Verilen Alıştırma.
Lütfen aşağıdaki kaynak metnin "07 Kasım 2017" sözlerini içeren yerle başlayıp "olmadığı da bilinir." sözleriyle biten bölümünü, "casuslar" yerine "diplomatlar" yazarak yeniden ver.

AYM’ler ne işe yararlar?

07 Kasım 2017 Salı

Geçen yıl aramızdan ayrılan Yiğit Okur bütün yapıtları gibi, keskin mizahını yansıtan “Deniz Taşları” adlı romanında, İngiliz tarihçi Henry Henry’ye şunları söyletir:
- Tarihi olayların gerçek yüzünü kimse tam olarak bilemez. Tarihi gerçeği olsa olsa casuslar bilir.
Kimi zaman bir tarihi olayla ilgili yazılanları okurken “acaba gerçek böyle mi” dediğimi, tarihte kahramanlarla kalpazanların çoğu kez birbirine karıştırıldığı kuşkusunu taşıdığımı söylemeliyim.
Herkesin dilinde dolaşan kimi olayların hiç de nakledildiği şekilde olmadığı da bilinir.
Yakın tarihimizde, bunun çarpıcı örneklerinden biri de, 2001 ekonomik krizinin patlak verme nedeninin, 19 Şubat 2001 günkü MGK toplantısında dönemin Cumhurbaşkanı Ahmet Necdet Sezer’in, Başbakan Bülent Ecevit’e anayasa kitapçığı fırlatması olduğunun basının çoğunluğu ve kamuoyunun önemli bölümü tarafından gerçek olarak kabul edilmesidir.
Oysa olaylar, rakamlar söz konusu toplantıdan önce belirtileri görülmüş olan krizin nedeninin anayasa kitapçığı fırlatma fiiliyle bir ilgisi olmadığını açık biçimde göstermektedir. Ama masal seven toplumlar, tarihi de masala çevirmeye bayılırlar.

***

Pazar günü yayımlanan Sözcü’de Emin Özgönül, eski Cumhurbaşkanı ile yaptığı söyleşide, Sayın Ahmet Necdet Sezer’in Bülent Ecevit’in başbakan iken, kendisini iki kez Cumhurbaşkanlığı Köşkü’nde ziyaret ederek, eski başkanı olduğu Anayasa Mahkemesi üyelerini Fazilet Partisi hakkında açılmış davada kapatma kararı vermemeleri için ikna etmesini rica ettiğini, kendisinin bu isteği her defasında geri çevirdiğini ve Bülent Bey ile aralarının bu yüzden bozuk olduğunu söylediğini açıklıyordu.

Sağlanan Girdiler.
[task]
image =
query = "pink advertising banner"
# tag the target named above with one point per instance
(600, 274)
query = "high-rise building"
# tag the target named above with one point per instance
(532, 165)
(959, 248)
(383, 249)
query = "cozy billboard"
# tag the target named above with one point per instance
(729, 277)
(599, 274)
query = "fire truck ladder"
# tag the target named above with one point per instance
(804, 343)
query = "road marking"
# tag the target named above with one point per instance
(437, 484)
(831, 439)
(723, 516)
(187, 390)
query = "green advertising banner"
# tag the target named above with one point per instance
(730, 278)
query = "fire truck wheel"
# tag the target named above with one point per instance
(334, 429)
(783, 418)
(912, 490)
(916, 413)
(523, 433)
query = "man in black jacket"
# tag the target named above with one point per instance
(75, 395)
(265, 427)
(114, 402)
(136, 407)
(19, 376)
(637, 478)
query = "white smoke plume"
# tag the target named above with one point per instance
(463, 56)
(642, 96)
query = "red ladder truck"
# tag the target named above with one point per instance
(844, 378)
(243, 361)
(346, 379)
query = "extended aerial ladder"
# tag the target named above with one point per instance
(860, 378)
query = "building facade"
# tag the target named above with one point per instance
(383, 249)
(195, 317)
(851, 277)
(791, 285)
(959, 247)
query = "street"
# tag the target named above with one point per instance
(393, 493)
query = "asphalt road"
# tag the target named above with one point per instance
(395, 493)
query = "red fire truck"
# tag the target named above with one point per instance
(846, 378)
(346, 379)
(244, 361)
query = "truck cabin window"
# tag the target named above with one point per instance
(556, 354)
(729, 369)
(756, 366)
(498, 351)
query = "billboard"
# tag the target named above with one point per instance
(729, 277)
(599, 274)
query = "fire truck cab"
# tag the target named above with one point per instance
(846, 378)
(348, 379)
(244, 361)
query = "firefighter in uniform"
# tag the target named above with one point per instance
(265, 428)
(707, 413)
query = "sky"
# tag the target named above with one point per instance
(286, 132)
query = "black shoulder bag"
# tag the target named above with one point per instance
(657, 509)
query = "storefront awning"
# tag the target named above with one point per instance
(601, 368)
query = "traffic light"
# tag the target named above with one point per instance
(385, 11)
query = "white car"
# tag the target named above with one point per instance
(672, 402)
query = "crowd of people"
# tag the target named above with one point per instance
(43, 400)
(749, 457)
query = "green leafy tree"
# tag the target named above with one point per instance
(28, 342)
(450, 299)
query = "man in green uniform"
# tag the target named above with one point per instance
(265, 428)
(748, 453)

Çözüm.
07 Kasım 2017 Salı

Geçen yıl aramızdan ayrılan Yiğit Okur bütün yapıtları gibi, keskin mizahını yansıtan “Deniz Taşları” adlı romanında, İngiliz tarihçi Henry Henry’ye şunları söyletir:
- Tarihi olayların gerçek yüzünü kimse tam olarak bilemez. Tarihi gerçeği olsa olsa diplomatlar bilir.
Kimi zaman bir tarihi olayla ilgili yazılanları okurken “acaba gerçek böyle mi” dediğimi, tarihte kahramanlarla kalpazanların çoğu kez birbirine karıştırıldığı kuşkusunu taşıdığımı söylemeliyim.
Herkesin dilinde dolaşan kimi olayların hiç de nakledildiği şekilde olmadığı da bilinir.